*Quoted text:*
# Cider Apples Around Melbourne



## cpsmusic (28/4/13)

Hi,

I'm interested in making some traditional French-style cider. I realise that it's a bit late in the season but I'd like to get some cider apples in Melbourne (or nearby areas).

I'm looking for enough apples to make around 10 litres of cider (from what I've read this is about 20 kg of apples).

I've tried contacting a couple of the cider makers who grow their own apples (Harcourt Cider, Daylesford Cider) however I've had no response.

Does anyone know where I could get some cider apples?

Cheers,

Chris


----------



## Golani51 (28/4/13)

Hi mate:

I am just up the road from you. You could try http://goodbrew.com.au/
Deano is, I believe, the son of the owner of Harcourt. Drop him a line. Nice guy.

If you do manage it, I'll be happy to join you.


----------



## Fents (29/4/13)

also give kellybrook winery a call, not sure about whole apples but they defiantly sell unfermented pure apple juice made the traditional press way from their own cider apples, expensive (approx $3 per litre) but good.

also dont forget their cider festival is on the first weekend of may!


----------



## breakbeer (29/4/13)

Fents said:


> also dont forget their cider festival is on the first weekend of may!


Thanks for ther reminder fents, I seem to miss it every year.


----------



## aaronpetersen (29/4/13)

Make sure you let us know if you are successful in finding cider apples as I think there are quite a few of us who would be interested in getting some. My cider this year was made from road-side apples and I have no idea what the varieties were. I'd be keen to compare it to real cider apples to see how much difference it makes.


----------

*Dataset extract:*
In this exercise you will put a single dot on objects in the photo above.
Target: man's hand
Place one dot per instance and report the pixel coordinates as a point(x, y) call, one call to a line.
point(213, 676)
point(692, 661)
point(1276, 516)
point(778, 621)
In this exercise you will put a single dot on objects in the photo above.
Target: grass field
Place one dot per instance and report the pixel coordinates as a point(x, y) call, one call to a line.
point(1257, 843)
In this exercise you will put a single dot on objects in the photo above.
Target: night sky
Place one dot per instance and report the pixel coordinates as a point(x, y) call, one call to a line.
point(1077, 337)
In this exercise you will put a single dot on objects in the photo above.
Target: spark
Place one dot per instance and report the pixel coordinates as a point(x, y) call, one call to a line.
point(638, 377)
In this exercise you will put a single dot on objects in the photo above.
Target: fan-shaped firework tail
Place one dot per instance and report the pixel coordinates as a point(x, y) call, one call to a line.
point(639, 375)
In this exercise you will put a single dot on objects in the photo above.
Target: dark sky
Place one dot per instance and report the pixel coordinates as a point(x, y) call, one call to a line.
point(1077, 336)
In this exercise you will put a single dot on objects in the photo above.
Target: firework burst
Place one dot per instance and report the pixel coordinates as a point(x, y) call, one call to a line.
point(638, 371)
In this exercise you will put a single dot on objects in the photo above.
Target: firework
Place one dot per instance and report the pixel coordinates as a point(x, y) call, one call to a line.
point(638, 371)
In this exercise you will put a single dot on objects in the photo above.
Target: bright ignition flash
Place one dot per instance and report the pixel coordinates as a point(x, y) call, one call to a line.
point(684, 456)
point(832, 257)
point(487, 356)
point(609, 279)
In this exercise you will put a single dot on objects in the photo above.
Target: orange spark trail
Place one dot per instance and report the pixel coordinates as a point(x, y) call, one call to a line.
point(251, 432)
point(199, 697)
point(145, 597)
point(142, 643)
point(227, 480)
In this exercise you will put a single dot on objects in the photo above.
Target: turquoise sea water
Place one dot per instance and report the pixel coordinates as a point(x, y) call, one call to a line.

*Exercises to complete:*
1. Repeat the passage from the cider apples thread starting at "I've tried contacting" and ending at "some cider apples?".
2. Answer each of the following from the cider apples thread.
(a) How many kilograms of apples does the first post say are needed for about 10 liters of cider?
(b) About how much per liter does the apple juice from Kellybrook Winery cost?
(c) What kind of apples did aaronpetersen use for cider this year?

*Complete answers:*
1.
I've tried contacting a couple of the cider makers who grow their own apples (Harcourt Cider, Daylesford Cider) however I've had no response.

Does anyone know where I could get some cider apples?

2.
(a) About 20 kg.
(b) Approximately $3 per liter.
(c) Road-side apples of unknown varieties.